═════ RECORDS SUPPLIED
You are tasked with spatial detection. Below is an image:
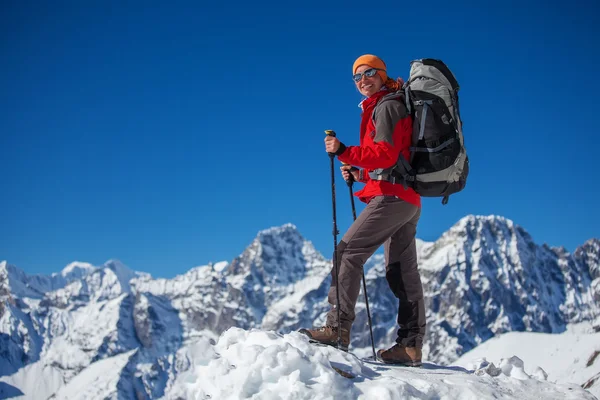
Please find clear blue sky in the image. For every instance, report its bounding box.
[0,0,600,277]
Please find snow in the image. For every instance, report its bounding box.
[213,261,229,272]
[164,328,594,400]
[0,361,63,399]
[453,323,600,397]
[50,350,137,400]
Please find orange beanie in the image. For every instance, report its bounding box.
[352,54,387,83]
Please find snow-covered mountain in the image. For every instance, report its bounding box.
[0,216,600,398]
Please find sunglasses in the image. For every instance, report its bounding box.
[352,68,385,82]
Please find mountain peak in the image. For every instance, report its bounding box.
[257,223,302,239]
[104,260,138,292]
[60,261,96,278]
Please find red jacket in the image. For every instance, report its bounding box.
[338,91,421,207]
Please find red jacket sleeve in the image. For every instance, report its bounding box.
[338,100,412,170]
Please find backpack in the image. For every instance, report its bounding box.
[371,58,469,204]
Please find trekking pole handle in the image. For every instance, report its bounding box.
[325,129,335,158]
[342,163,354,187]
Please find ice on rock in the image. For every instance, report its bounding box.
[531,367,548,381]
[499,356,531,380]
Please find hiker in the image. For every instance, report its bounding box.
[300,54,425,366]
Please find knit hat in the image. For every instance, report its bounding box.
[352,54,387,83]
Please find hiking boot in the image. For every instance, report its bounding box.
[377,343,421,367]
[298,326,350,351]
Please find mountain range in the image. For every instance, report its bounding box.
[0,215,600,399]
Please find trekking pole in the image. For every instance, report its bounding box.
[325,130,342,349]
[344,164,377,361]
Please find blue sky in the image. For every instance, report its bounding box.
[0,1,600,277]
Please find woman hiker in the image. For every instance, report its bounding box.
[300,54,425,366]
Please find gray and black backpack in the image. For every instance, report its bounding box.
[371,58,469,204]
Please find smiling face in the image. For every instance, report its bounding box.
[355,65,383,97]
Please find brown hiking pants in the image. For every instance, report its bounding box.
[327,196,425,348]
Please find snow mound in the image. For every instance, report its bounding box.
[165,328,594,400]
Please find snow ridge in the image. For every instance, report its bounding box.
══════════
- [GOAL]:
Copy every one of the lines above word for word, leaving out the picture.

- [FINAL ANSWER]:
You are tasked with spatial detection. Below is an image:
Please find clear blue sky in the image. For every instance, report its bounding box.
[0,0,600,277]
Please find snow in the image. For every instance, report its bounding box.
[213,261,229,272]
[164,328,594,400]
[0,361,63,399]
[453,323,600,397]
[50,350,137,400]
Please find orange beanie in the image. For every instance, report its bounding box.
[352,54,387,83]
Please find snow-covered mountain in the image. For every instance, report its bounding box.
[0,216,600,398]
Please find sunglasses in the image. For every instance, report its bounding box.
[352,68,385,82]
Please find mountain peak in the image. For every instance, report its bounding box.
[257,223,302,239]
[104,260,138,292]
[60,261,96,278]
Please find red jacket in the image. For every instance, report its bounding box.
[338,91,421,207]
Please find red jacket sleeve in the image. For every instance, report its bounding box.
[338,100,412,170]
Please find backpack in the image. For every instance, report its bounding box.
[371,58,469,204]
Please find trekking pole handle in the image. For every instance, report its bounding box.
[325,129,335,158]
[342,163,354,187]
Please find ice on rock in the image. For every instance, report its bounding box.
[531,367,548,381]
[499,356,531,380]
Please find hiker in the image. For every instance, report its bounding box.
[300,54,425,366]
Please find knit hat in the image. For every instance, report its bounding box.
[352,54,387,83]
Please find hiking boot in the image. For every instance, report its bounding box.
[377,343,421,367]
[298,326,350,351]
Please find mountain range in the image. For every instance, report its bounding box.
[0,215,600,399]
Please find trekking pole in the image. For every instance, report its bounding box.
[325,130,342,349]
[344,164,377,361]
Please find blue sky in the image. For every instance, report its bounding box.
[0,1,600,277]
Please find woman hiker in the image. For every instance, report its bounding box.
[300,54,425,366]
Please find gray and black backpack in the image. For every instance, report its bounding box.
[371,58,469,204]
Please find smiling face in the image. For every instance, report its bounding box.
[355,65,383,97]
Please find brown hiking pants in the image. For every instance, report its bounding box.
[327,196,425,348]
Please find snow mound in the image. For every instance, report its bounding box.
[165,328,594,400]
Please find snow ridge in the image. For every instance, report its bounding box.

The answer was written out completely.